_TASK GOAL_: Can you give the records below again with every "Target" replaced by "Label" and all else unchanged?

_DATASET EXTRACT_:
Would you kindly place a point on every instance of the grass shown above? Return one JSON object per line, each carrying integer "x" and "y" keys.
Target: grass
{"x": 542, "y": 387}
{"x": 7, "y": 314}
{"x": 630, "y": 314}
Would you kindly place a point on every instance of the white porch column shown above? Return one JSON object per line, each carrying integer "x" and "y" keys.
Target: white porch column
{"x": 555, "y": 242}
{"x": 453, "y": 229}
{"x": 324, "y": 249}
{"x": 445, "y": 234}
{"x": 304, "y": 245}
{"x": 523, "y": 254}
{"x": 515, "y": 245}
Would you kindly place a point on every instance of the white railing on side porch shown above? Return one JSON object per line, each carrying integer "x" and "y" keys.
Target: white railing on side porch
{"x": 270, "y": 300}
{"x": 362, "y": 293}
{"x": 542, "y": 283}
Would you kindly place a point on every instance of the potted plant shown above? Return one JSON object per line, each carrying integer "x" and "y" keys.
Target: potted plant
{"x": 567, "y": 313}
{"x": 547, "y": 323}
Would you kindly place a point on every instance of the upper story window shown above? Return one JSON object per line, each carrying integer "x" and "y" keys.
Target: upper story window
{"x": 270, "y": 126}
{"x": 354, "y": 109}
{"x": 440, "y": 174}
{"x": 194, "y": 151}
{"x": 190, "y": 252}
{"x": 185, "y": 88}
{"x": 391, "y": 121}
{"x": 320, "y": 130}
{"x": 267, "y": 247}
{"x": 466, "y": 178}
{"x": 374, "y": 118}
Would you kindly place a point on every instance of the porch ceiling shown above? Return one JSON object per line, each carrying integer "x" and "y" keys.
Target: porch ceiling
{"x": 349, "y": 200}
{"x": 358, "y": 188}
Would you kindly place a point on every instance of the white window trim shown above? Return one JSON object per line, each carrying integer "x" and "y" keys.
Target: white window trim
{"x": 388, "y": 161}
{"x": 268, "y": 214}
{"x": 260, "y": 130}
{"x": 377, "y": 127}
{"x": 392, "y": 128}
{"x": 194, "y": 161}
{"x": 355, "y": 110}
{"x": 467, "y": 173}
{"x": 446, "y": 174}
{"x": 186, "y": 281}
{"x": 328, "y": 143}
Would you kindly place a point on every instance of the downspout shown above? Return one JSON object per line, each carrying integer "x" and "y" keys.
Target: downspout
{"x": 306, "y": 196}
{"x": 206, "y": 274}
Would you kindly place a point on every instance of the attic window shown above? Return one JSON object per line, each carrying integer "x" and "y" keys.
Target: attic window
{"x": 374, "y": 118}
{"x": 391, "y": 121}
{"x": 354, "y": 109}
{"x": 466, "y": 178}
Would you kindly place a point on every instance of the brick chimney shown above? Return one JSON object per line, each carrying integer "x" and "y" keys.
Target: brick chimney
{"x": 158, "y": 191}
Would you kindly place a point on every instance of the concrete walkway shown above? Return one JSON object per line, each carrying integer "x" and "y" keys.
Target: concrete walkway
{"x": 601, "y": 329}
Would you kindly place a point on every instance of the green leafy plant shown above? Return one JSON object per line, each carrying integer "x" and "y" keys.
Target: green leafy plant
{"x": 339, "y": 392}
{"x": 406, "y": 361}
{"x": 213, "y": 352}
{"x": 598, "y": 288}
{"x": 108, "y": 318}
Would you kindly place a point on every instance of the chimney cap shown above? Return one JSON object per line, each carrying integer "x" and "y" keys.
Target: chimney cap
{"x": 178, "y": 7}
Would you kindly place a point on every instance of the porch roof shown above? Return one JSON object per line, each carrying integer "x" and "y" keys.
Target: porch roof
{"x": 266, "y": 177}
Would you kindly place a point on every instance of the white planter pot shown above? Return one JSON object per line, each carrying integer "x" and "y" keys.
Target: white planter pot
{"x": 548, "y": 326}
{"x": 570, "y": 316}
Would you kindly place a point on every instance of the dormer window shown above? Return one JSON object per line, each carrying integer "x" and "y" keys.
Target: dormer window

_WRITTEN ANSWER_:
Would you kindly place a point on every instance of the grass shown above? Return one JSON object per line, each carrying integer "x" and "y" keys.
Label: grass
{"x": 542, "y": 387}
{"x": 7, "y": 314}
{"x": 630, "y": 314}
Would you kindly place a point on every instance of the white porch column shown above? Return one JSON object per line, each carrying integer "x" and "y" keys.
Label: white porch column
{"x": 555, "y": 242}
{"x": 453, "y": 229}
{"x": 324, "y": 249}
{"x": 445, "y": 234}
{"x": 304, "y": 245}
{"x": 523, "y": 254}
{"x": 515, "y": 245}
Would you kindly place a point on every instance of the white railing on side porch shown above? Return one JSON object per line, each carrying integer "x" and "y" keys.
Label: white railing on side porch
{"x": 270, "y": 300}
{"x": 362, "y": 293}
{"x": 542, "y": 283}
Would you kindly place a point on every instance of the potted plant shown above? Return one JSON object per line, each carrying integer "x" and "y" keys.
Label: potted plant
{"x": 567, "y": 313}
{"x": 547, "y": 323}
Would you kindly place a point on every instance of the upper story window shown above? Return one JSON object per line, each carrying integer "x" and "y" keys.
Label: upper story window
{"x": 270, "y": 126}
{"x": 354, "y": 109}
{"x": 440, "y": 174}
{"x": 194, "y": 151}
{"x": 190, "y": 252}
{"x": 185, "y": 88}
{"x": 391, "y": 121}
{"x": 320, "y": 130}
{"x": 267, "y": 247}
{"x": 466, "y": 178}
{"x": 374, "y": 118}
Would you kindly place a point on every instance of the porch ceiling shown above? Return one JSON object per line, each carrying integer "x" and "y" keys.
Label: porch ceiling
{"x": 349, "y": 200}
{"x": 358, "y": 188}
Would you kindly place a point on every instance of the white window trim shown above? Return one JSON object per line, each carrying integer "x" and "y" keys.
Label: white window trim
{"x": 388, "y": 161}
{"x": 268, "y": 214}
{"x": 260, "y": 130}
{"x": 377, "y": 127}
{"x": 392, "y": 128}
{"x": 194, "y": 161}
{"x": 355, "y": 110}
{"x": 467, "y": 173}
{"x": 446, "y": 174}
{"x": 186, "y": 281}
{"x": 328, "y": 143}
Would you kindly place a point on every instance of the downspout shown above? Return one JSON object per line, each carrying integer "x" and "y" keys.
Label: downspout
{"x": 306, "y": 196}
{"x": 206, "y": 274}
Would you kindly place a point on every instance of the attic window shown above? Return one JSON object per line, each carrying integer "x" and "y" keys.
Label: attic window
{"x": 374, "y": 118}
{"x": 391, "y": 121}
{"x": 354, "y": 109}
{"x": 466, "y": 178}
Would you kindly place a point on every instance of the brick chimney shown above? Return one JSON object per line, each carrying integer "x" and "y" keys.
Label: brick chimney
{"x": 158, "y": 191}
Would you kindly place a point on every instance of the concrete walkway shown above? Return one JSON object per line, each carrying integer "x" and "y" keys.
Label: concrete walkway
{"x": 601, "y": 329}
Would you kindly place a point on every instance of the green leafy plant shown above? Return one JSON object per line, each carrying integer "x" and "y" keys.
Label: green leafy plant
{"x": 339, "y": 392}
{"x": 406, "y": 361}
{"x": 213, "y": 352}
{"x": 598, "y": 288}
{"x": 108, "y": 318}
Would you kindly place a point on every instance of the chimney cap shown above? Return one JSON object per line, each carrying integer "x" and "y" keys.
Label: chimney cap
{"x": 178, "y": 7}
Would you kindly place a point on every instance of the porch roof shown above? Return one JSON object per line, each carrying integer "x" and "y" keys.
Label: porch roof
{"x": 266, "y": 177}
Would you kindly place a point on every instance of the white planter pot shown above? Return one JSON object per line, each carrying integer "x" and "y" keys.
Label: white planter pot
{"x": 548, "y": 326}
{"x": 570, "y": 316}
Would you kindly place a point on every instance of the dormer window shown above? Return one JSON object per line, each carrying integer "x" and "y" keys.
Label: dormer window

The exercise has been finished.